* BEGIN Provided records *

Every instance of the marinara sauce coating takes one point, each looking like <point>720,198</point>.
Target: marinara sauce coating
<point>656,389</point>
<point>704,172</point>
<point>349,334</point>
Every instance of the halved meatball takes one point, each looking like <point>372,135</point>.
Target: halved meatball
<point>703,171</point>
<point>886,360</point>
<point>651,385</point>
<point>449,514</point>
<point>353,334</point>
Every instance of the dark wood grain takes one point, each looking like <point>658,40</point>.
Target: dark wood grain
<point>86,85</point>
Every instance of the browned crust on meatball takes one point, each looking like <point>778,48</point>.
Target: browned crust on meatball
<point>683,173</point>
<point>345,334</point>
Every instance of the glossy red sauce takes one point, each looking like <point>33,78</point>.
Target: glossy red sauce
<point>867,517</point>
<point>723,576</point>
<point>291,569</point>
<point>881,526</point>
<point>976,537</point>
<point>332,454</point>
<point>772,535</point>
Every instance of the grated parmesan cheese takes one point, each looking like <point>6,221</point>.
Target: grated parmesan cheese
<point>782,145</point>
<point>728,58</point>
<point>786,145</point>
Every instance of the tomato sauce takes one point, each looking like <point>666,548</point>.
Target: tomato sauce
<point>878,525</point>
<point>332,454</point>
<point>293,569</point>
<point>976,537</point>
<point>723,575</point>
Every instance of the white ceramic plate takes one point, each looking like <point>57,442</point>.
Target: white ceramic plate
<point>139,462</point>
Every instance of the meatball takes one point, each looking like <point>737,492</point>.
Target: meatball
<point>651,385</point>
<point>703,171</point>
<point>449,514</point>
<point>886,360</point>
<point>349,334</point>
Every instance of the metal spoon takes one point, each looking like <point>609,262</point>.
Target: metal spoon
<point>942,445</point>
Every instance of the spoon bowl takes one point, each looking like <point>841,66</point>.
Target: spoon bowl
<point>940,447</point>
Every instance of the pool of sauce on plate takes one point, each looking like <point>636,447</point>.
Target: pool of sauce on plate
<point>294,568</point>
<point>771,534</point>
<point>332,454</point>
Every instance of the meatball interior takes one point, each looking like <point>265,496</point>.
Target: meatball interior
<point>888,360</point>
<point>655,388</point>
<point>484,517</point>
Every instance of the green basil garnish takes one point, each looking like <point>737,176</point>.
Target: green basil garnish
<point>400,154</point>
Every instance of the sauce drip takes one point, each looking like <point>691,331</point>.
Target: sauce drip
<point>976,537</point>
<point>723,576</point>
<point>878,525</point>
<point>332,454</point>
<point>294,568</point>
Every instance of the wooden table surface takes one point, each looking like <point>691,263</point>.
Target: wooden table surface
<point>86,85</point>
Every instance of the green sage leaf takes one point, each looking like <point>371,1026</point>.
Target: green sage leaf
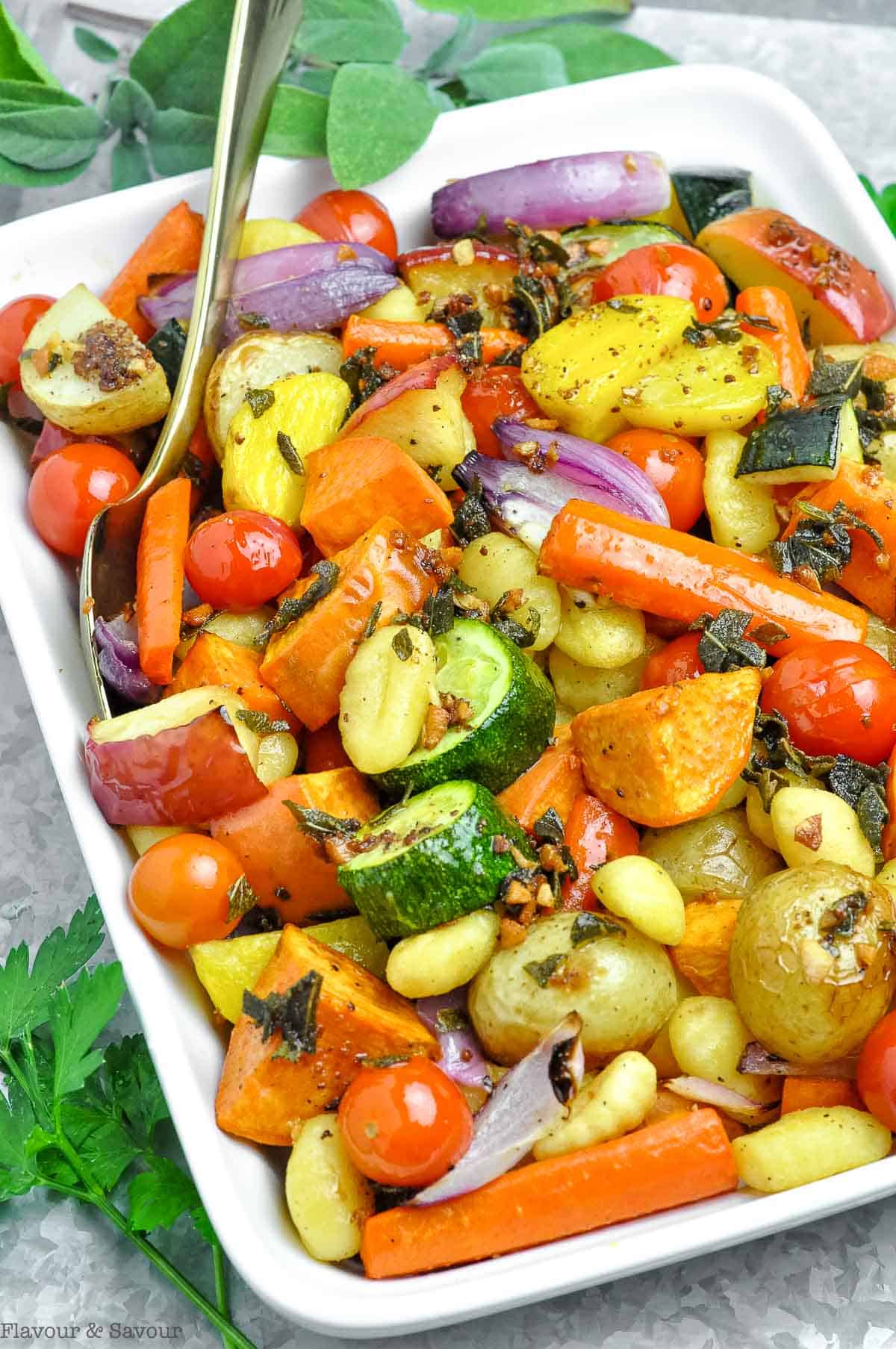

* END Provided records *

Task objective | Transcribe all of the records above word for word, leaving out the pictures.

Solution for this exercise |
Every instance of the marinara sauce coating takes one point, each looking like <point>720,198</point>.
Target: marinara sauce coating
<point>656,389</point>
<point>704,172</point>
<point>349,334</point>
Every instance of the halved meatball takes one point, each looking like <point>372,135</point>.
Target: halved meatball
<point>703,171</point>
<point>886,360</point>
<point>651,385</point>
<point>449,514</point>
<point>353,334</point>
Every instance of the dark wood grain takes one point, each looking like <point>658,40</point>.
Target: dark wood grain
<point>86,85</point>
Every instance of the browned crust on meatball takes one point, each looking like <point>778,48</point>.
Target: browned crust on meatball
<point>683,173</point>
<point>345,334</point>
Every instance of the glossy red sauce takes one point, each looking like <point>33,78</point>.
Target: glossy red sauce
<point>867,517</point>
<point>723,576</point>
<point>291,569</point>
<point>881,526</point>
<point>976,537</point>
<point>332,454</point>
<point>772,535</point>
Every instance of the grated parmesan cheese takes one point, each looking like <point>6,221</point>.
Target: grated parmesan cheese
<point>782,145</point>
<point>728,58</point>
<point>786,145</point>
Every instance of the tomato sauce takes one point, each looking like <point>666,548</point>.
Target: tomato sauce
<point>878,525</point>
<point>332,454</point>
<point>293,569</point>
<point>976,537</point>
<point>723,575</point>
Every instance of the white ceramic plate takes one point, each looking like <point>57,442</point>.
Target: white ceramic plate
<point>139,462</point>
Every instance of the meatball takes one point, each looking like <point>737,492</point>.
Target: meatball
<point>651,385</point>
<point>703,171</point>
<point>449,514</point>
<point>886,360</point>
<point>349,334</point>
Every instance of the metal spoon takes one point, each looking like <point>609,262</point>.
Target: metal spoon
<point>942,445</point>
Every instance of the spoon bowl takes one point, each looking like <point>841,66</point>.
Target: spoon bowl
<point>940,447</point>
Every instance of the pool of sauce on plate takes one point, each looking like <point>636,447</point>.
Target: pool of sauce on plate
<point>294,568</point>
<point>771,534</point>
<point>332,454</point>
Every instance of the meatball interior takes one point, each looking like <point>265,496</point>.
Target: meatball interior
<point>888,360</point>
<point>655,388</point>
<point>484,517</point>
Every instance of the green basil garnish takes one point, each looking like <point>737,176</point>.
Target: green basil garnish
<point>400,154</point>
Every instance of the sauce drip takes one point, each looking like <point>691,331</point>.
Target: sauce drip
<point>976,537</point>
<point>723,576</point>
<point>878,525</point>
<point>332,454</point>
<point>294,568</point>
Every instance of the wooden table surface takes one point, each looking like <point>691,263</point>.
Target: wooden table surface
<point>86,85</point>
Every instance of the green sage leaf takes one point, each looking like <point>371,1026</point>.
Target: green sage leaf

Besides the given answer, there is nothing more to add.